[Dataset entries]

┄┄┄┄┄┄┄┄┄┄┄┄┄┄┄┄┄┄┄┄

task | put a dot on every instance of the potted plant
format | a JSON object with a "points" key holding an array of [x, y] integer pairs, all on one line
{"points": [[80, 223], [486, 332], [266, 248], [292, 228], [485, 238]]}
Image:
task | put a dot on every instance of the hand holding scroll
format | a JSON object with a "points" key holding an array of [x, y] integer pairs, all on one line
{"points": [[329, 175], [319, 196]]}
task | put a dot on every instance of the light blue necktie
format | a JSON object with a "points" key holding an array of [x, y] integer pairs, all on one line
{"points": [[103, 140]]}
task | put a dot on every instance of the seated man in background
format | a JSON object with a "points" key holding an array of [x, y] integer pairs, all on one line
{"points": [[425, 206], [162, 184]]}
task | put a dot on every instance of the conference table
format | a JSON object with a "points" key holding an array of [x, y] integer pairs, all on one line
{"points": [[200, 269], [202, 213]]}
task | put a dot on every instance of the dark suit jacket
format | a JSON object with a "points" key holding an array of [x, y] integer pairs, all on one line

┄┄┄┄┄┄┄┄┄┄┄┄┄┄┄┄┄┄┄┄

EXERCISE
Please rewrite each line of the listing above as a numbered list, omitting any blank lines.

THE OUTPUT
1. task | put a dot on every instance of the potted plant
2. format | a JSON object with a "points" key holding an array of [x, y] integer pairs, all on one line
3. {"points": [[80, 223], [486, 332], [266, 248], [292, 228], [485, 238]]}
4. Image:
5. task | put a dot on every instance of the hand holding scroll
6. format | a JSON object with a "points" key holding an array of [x, y] integer pairs, all on one line
7. {"points": [[329, 175], [319, 196]]}
8. task | put a dot on every instance of the light blue necktie
9. format | a JSON object with a "points" key holding an array of [x, y] integer pairs, all on one line
10. {"points": [[103, 140]]}
11. task | put a dot on every instance of the seated man in background
12. format | a JSON object with a "points" key holding an array of [x, y] integer pairs, all on one line
13. {"points": [[425, 206], [162, 184]]}
14. task | put a dot on every instance of the conference table
15. format | a JSON object with a "points" key holding an array of [x, y] integer pairs, all on one line
16. {"points": [[200, 269], [202, 213]]}
17. task | put a dot on every instance of the dark suit jacket
18. format | a JSON object with a "points" key holding an array of [x, y] integer pairs, all on one line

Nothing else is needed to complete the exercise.